*SELECTED TEXT*.

PHILADELPHIA — Through early adulthood, exposure to new experiences—like learning to drive a car or memorizing information for an exam—triggers change in the human brain, re-wiring neural pathways to imprint memories and modify behavior. Similar to humans, the behavior of Florida carpenter ants is not set in stone—their roles, whether it is protecting the colony or foraging for food, are determined by signals from the physical and social environment early in their life. But questions remain about how long they are vulnerable to epigenetic changes and what pathways govern social behavior in ants.
Now, a team led by researchers in the Perelman School of Medicine at the University of Pennsylvania discovered that a protein called CoRest, a neural repressor that is also found in humans, plays a central role in determining the social behavior of ants. The results, published today in Molecular Cell, also revealed that worker ants called Majors, known as “brawny” soldiers that protect colonies, can be reprogrammed to perform the foraging role—generally reserved for their sisters, the Minor ants—up to five days after they emerge as an adult ant. However, the reprogramming is ineffective at the 10-day mark, revealing how narrow the window of epigenetic plasticity is in ants.
“How behavior becomes established in humans is deeply fascinating—we know it’s quite plastic especially during childhood and early adolescence—however, of course, we cannot study or manipulate this experimentally,” said the study’s senior author Shelley Berger, PhD, the Daniel S. Och University Professor in the departments of Cell and Developmental Biology and Biology, and director of the Penn Epigenetics Institute. “Ants, with their complex societies and behavior, and similar plasticity, provide a wonderful laboratory model to understand the underlying mechanisms and pathways.
The findings add to an extensive body of work, led by Berger and colleagues over the last 12 years, examining the social behavior of ants and the role epigenetics plays in determining that behavior. Ants provide ideal models to study social behavior because each colony is comprised of thousands of individuals—the queen, who carries out all the egg-laying, and all of her highly-related offspring workers—with nearly identical genetic makeup, much like human twins. However, the sister workers possess distinct physical traits and behaviors based on caste. For example, Major workers have large heads and powerful mandibles that help protect their colonies, while Minor workers are much smaller and assume the responsibility of searching for food and caring for the brood (developing “baby” ants).

*STUDY MATERIAL*.
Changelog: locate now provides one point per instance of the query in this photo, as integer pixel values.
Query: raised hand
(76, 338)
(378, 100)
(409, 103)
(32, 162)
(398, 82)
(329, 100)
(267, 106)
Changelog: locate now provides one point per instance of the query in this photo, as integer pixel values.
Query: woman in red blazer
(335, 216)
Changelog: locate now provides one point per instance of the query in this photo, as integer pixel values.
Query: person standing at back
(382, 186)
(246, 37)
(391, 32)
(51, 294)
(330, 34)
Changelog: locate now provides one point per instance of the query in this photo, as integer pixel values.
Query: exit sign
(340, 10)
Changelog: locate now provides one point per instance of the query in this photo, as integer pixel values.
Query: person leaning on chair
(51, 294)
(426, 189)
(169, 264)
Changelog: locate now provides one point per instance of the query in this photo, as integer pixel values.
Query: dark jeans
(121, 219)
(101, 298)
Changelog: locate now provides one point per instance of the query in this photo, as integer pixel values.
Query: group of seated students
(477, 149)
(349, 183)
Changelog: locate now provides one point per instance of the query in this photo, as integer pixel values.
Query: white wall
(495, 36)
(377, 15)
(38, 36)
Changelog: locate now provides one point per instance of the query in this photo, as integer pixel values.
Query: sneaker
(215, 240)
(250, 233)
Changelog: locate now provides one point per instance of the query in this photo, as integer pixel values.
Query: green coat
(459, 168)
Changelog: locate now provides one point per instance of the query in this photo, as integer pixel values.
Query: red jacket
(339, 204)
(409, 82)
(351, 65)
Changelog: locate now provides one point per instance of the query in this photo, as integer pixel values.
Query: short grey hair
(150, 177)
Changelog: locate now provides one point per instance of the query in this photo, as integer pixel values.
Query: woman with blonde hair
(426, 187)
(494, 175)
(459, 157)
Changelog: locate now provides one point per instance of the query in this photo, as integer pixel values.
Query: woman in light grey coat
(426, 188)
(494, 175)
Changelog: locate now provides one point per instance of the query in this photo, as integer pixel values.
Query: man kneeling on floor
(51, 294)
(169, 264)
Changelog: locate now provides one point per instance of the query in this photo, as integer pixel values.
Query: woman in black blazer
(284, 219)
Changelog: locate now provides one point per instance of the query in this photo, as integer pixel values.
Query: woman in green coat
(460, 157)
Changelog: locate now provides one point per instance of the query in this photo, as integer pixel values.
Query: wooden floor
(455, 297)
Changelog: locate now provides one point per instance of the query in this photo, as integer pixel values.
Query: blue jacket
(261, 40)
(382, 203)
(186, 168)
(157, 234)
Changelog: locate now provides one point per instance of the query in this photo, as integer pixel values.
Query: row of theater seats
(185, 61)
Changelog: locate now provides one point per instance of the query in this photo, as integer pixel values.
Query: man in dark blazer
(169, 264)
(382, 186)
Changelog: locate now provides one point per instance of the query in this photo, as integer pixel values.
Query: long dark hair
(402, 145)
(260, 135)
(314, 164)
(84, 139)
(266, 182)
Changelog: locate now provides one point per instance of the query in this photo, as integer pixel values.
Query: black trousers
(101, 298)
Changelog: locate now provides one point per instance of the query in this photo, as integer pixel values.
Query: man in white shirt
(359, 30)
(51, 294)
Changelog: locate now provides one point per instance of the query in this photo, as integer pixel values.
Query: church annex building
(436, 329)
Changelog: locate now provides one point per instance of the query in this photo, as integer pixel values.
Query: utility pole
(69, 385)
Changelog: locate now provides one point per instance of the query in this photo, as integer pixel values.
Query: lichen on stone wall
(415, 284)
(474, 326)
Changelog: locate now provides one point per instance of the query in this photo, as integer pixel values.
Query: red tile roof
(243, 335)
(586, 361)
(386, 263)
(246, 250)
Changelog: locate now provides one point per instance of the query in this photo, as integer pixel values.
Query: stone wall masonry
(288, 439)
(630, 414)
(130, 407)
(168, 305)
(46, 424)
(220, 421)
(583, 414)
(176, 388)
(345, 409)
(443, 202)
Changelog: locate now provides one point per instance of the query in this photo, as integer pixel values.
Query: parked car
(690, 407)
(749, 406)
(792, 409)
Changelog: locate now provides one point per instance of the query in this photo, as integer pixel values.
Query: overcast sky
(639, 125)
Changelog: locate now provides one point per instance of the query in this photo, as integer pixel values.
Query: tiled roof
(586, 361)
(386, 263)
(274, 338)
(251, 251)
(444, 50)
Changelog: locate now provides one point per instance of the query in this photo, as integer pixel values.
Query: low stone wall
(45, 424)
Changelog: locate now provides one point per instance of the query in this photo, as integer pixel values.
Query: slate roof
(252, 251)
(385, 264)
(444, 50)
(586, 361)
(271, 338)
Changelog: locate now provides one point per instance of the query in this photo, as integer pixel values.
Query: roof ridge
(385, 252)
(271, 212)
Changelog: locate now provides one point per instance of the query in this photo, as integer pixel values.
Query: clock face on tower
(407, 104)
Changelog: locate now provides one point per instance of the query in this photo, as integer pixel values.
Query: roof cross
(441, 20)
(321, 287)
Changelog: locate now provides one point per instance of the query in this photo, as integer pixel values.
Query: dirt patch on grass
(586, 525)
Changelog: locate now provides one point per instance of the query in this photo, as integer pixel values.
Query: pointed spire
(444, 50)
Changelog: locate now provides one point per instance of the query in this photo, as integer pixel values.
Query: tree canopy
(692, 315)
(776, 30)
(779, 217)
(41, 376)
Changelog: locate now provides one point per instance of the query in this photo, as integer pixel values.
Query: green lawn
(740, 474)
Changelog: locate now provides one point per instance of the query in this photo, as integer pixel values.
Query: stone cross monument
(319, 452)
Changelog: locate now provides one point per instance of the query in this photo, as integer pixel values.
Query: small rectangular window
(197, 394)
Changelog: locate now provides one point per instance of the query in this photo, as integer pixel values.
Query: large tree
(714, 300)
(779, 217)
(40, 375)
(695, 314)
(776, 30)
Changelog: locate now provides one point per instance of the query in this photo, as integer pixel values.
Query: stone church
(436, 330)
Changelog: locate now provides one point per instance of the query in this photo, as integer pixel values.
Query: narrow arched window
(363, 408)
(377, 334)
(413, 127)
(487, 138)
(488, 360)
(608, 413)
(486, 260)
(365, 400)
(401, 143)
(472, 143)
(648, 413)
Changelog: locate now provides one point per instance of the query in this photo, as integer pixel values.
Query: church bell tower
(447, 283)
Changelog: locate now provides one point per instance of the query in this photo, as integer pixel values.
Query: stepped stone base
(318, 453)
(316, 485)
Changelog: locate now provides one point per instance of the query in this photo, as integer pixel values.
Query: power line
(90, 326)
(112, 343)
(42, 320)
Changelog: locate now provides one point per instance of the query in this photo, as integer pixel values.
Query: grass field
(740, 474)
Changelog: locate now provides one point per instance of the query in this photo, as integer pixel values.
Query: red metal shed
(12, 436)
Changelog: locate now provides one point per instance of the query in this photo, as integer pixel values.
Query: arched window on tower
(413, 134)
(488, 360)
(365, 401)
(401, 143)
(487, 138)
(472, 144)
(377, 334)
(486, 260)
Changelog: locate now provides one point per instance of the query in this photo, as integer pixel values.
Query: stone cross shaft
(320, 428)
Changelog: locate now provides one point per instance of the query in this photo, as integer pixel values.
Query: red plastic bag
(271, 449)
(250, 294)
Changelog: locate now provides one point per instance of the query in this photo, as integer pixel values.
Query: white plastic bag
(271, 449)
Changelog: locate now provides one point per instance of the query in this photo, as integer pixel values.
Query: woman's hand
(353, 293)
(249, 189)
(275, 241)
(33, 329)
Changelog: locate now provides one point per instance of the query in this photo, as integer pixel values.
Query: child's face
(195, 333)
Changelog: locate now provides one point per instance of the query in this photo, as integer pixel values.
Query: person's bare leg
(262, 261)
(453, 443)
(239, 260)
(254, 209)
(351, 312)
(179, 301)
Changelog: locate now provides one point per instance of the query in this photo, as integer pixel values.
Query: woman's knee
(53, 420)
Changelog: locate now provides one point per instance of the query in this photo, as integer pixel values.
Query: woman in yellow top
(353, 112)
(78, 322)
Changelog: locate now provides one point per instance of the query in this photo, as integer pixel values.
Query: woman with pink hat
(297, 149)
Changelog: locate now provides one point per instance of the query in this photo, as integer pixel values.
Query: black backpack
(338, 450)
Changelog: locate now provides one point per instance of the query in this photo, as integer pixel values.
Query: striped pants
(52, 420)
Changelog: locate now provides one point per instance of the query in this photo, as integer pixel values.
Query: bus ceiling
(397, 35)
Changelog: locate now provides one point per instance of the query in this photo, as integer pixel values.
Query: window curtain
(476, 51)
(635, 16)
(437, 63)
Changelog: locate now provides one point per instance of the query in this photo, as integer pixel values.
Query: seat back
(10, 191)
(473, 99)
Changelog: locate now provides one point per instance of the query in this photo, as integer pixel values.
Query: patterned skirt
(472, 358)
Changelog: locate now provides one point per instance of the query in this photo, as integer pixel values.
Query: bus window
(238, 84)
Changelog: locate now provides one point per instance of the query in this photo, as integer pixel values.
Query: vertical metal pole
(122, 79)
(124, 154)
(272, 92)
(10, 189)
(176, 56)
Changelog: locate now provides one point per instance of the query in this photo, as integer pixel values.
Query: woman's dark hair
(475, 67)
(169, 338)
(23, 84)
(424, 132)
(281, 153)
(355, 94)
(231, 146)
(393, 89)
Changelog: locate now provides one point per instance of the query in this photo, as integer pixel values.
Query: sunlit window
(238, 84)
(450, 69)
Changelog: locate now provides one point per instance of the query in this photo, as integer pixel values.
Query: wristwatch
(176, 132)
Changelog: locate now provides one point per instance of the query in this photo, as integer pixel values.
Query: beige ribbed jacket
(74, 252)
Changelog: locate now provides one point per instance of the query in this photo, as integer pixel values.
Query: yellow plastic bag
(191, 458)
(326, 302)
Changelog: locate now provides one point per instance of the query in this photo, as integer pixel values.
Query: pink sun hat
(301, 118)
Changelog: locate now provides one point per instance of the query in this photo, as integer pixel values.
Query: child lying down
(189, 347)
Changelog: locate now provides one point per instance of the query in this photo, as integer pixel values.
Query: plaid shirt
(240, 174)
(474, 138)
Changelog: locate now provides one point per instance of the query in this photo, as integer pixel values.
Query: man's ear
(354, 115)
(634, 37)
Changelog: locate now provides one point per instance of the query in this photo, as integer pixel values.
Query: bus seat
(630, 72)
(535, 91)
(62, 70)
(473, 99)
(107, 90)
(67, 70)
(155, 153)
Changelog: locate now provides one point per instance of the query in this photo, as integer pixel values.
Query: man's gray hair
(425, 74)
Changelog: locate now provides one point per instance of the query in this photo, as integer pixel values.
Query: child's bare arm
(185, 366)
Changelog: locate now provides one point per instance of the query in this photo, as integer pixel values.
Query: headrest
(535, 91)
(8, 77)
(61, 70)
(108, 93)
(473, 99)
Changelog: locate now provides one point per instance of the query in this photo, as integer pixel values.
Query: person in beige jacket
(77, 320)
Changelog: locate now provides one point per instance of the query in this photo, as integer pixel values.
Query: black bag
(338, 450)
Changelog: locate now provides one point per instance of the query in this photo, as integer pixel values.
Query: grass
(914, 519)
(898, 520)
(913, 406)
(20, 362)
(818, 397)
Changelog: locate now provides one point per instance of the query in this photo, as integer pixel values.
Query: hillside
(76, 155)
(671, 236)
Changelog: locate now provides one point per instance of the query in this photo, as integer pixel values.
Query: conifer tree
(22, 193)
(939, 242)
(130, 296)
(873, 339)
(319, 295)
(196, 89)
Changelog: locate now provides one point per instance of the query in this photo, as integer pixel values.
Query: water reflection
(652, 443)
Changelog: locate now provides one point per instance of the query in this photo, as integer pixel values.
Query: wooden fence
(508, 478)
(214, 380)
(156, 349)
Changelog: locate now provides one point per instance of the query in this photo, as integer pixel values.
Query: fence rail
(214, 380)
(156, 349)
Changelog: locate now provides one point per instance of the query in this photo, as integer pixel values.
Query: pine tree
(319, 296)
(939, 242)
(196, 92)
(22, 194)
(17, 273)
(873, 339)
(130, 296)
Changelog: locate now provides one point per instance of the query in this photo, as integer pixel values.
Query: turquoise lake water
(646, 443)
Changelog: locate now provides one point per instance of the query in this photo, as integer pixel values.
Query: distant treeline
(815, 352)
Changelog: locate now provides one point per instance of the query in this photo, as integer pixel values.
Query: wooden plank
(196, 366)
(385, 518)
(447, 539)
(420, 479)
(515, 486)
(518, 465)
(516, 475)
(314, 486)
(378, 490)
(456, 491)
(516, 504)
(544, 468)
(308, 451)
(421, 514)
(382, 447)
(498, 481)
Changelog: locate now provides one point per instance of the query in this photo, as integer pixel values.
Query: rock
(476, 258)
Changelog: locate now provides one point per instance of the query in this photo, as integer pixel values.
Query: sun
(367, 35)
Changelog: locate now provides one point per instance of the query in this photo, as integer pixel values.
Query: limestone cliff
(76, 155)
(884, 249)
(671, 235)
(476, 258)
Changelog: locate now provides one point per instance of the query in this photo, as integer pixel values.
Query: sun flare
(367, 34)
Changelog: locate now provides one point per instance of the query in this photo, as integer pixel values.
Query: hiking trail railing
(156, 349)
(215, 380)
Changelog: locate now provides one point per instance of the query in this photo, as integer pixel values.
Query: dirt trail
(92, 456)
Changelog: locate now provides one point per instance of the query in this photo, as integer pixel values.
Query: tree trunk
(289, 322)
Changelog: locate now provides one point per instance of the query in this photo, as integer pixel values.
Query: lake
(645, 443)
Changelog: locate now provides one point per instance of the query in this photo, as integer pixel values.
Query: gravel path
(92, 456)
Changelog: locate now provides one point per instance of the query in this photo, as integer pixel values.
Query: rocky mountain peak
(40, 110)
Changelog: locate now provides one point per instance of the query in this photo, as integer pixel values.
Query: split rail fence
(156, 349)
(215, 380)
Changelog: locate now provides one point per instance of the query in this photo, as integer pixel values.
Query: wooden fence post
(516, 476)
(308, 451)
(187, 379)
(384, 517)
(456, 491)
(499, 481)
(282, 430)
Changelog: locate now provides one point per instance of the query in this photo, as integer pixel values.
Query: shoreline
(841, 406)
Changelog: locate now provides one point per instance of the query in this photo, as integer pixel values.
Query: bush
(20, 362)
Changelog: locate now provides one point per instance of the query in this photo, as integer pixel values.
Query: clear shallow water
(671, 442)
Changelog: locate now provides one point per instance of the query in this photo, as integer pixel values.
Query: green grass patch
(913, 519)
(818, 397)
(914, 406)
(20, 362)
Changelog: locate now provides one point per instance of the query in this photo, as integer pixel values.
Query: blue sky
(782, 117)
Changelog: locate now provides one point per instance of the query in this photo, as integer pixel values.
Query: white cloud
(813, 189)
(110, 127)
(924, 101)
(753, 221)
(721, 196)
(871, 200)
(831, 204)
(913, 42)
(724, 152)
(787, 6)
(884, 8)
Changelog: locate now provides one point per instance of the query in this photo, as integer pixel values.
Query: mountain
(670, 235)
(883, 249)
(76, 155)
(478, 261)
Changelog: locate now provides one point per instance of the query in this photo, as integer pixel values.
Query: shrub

*DIRECTIONS*.
[A] List each duty that the article on carpenter ant behavior assigns to a member of the colony, and name the member who performs it.
[B] Extend the article on carpenter ant behavior beyond its final sentence.
Nothing in the material is needed for what follows.

*SOLVED PROBLEMS*.
[A]
- Carrying out all the egg-laying: the queen
- Protecting the colony: Major workers
- Foraging, or searching for food: Minor workers
- Caring for the brood: Minor workers

[B]
In a previous revelatory study, published in Science in 2015, researchers in Berger’s lab showed it’s possible to reprogram, or directly alter, the caste-specific behavior in Major workers by injecting them with a single dose of a histone-altering chemical. Although the size of the ants didn’t change, their identities did—the Major workers wandered away from the colony and began to forage for food. While the results suggested epigenetically-encoded behavioral malleability in ants, it was unclear how long the “epigenetic window of vulnerability” remained open, and what pathways actually determined the behavioral differences between ant castes.
In this study, researchers injected the same histone-altering chemical, a histone deacetylase inhibitor called trichostatin A (TSA), in ant brains at specific points in early adulthood: zero, five and 10 days after they emerged. They found that many genes that are normally only turned on in the Minor workers were also turned on in the reprogrammed Major workers, and these changes persisted well after the short half-life of the drug. Surprisingly, neither the behavioral reprogramming nor the gene expression similarities occurred in Major workers injected after 5 days of age.
More importantly, researchers saw that the protein CoRest, which is found widely throughout animals and mammals, was upregulated in the reprogrammed Major workers. They conducted epigenomic profiling, and found that when Major workers are reprogrammed, CoRest repressed enzymes that degrade Juvenile Hormone (JH), a hormone which is naturally elevated in the Minor workers but normally degraded in Major workers. Additionally, researchers found that CoRest represses these genes in natural Minor workers—but not natural Major workers—and that this epigenetic control of JH levels was responsible for the natural behavioral differences between Major and Minor workers. Taken together, the results reveal mirrored patterns in natural Minor foragers and reprogrammed Major workers: high CoRest, high JH levels, and low JH degradation.
“Given how highly related workers of different castes are to one another, we’ve always suspected that the epigenome plays a big role in their huge behavioral differences,” said the study’s lead author Karl M. Glastad, PhD, a postdoctoral researcher in the Berger lab. “However, this is the first study where the actual mechanism has been identified, from epigenome, through hormonal signaling, and finally to behavior.”
The work was supported, in part, by a grant from the National Institutes of Health (NIH) (F32GM120933) and the National Institute on Aging (R01 5R01AG055570).
Additional Penn authors include Riley J. Graham, Linyang Ju, Julian Roessler, and Cristina M. Brady.